● TO DO:
[a] Copy everything in the IL2CPP article from "Introduction to IL2CPP" down to "picking it apart.", with no changes.
[b] Pick up the IL2CPP article at the point where it stops and write what follows.

● EXTRACT PROVIDED:
Home > IL2CPP > IL2CPP Reverse Engineering Part 1: Hello World and the IL2CPP Toolchain

IL2CPP Reverse Engineering Part 1: Hello World and the IL2CPP Toolchain


[You can use Il2CppInspector to help automate the techniques outlined in this series]

[Updated 27th November 2020: the command-line build instructions were updated to be compatible with Il2CppInspector 2020.2.1]

In this article, you will learn:

  • what IL2CPP is and why it exists
  • what the generated C++ source code and binary disassembly of a simple function looks like compared to native C#, IL and C++ code
  • how to setup your environment to generate C++ source code and IL2CPP binaries from your own C# code so that you can examine and compare them with your original code
  • how to use IL2CPP at the command-line on arbitrary code without Unity

Introduction to IL2CPP

IL2CPP is an alternative application deployment model introduced into Unity in 2015 which is designed to bring significant performance improvements to Unity games. It’s a beautiful mess, and today we’re going to start picking it apart.

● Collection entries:

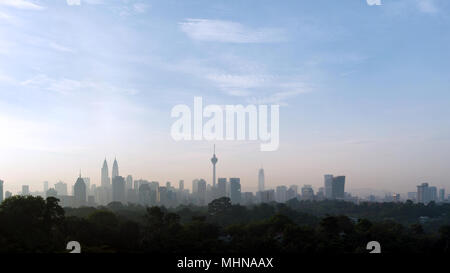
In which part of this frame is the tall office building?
[324,174,333,199]
[22,185,30,195]
[331,176,345,199]
[230,178,241,204]
[275,186,287,203]
[73,173,86,208]
[112,175,125,203]
[429,187,438,202]
[417,183,434,204]
[258,168,265,192]
[83,177,91,196]
[55,181,67,196]
[302,185,314,201]
[0,180,3,203]
[125,175,133,191]
[211,144,219,188]
[101,158,111,188]
[217,178,227,198]
[439,189,445,202]
[44,181,48,193]
[197,179,206,206]
[111,158,119,179]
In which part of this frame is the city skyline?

● RESPONSES FOR EACH TASK:
[a]
Introduction to IL2CPP

IL2CPP is an alternative application deployment model introduced into Unity in 2015 which is designed to bring significant performance improvements to Unity games. It’s a beautiful mess, and today we’re going to start picking it apart.

[b]
A standard Unity game is distributed as a series of .NET assemblies which are executed by the managed runtime (CLR) on the target platform of choice as per the norm for any .NET application. The premise of IL2CPP is to take these assemblies, parse the IL, generate C++ equivalent source code from it, then compile this C++ into machine code for faster, unmanaged execution. This is described quite well on this page of the Unity manual with this diagram:

A diagram of the automatic steps taken when building a project using IL2CPP

There are several excellent guides about how IL2CPP generates code such as Unity’s own IL2CPP Internals blog series and Jackson Dunstan’s exquisitely detailed musings, so I’m not going to repeat that work here. Instead, I want to focus on the opposite perspective: how do we reverse engineer compiled IL2CPP binaries?

Unity games have traditionally been exceptionally easy to reverse engineer, generally requiring nothing more than a copy of ILSpy (or my preferred tool Telerik JustDecompile) and a dream. IL2CPP changes all that: we go from neat assemblies – often with all of the function and variable names intact – to straight up machine code that we have to wade through in a disassembler. Suddenly, even finding the areas of interest becomes magnitudes tougher. How can we make this task easier?

To answer that question, we’re going to need to develop a deep understanding of how IL2CPP manages types and data under the hood, and that’s what this series is all about. Buckle up!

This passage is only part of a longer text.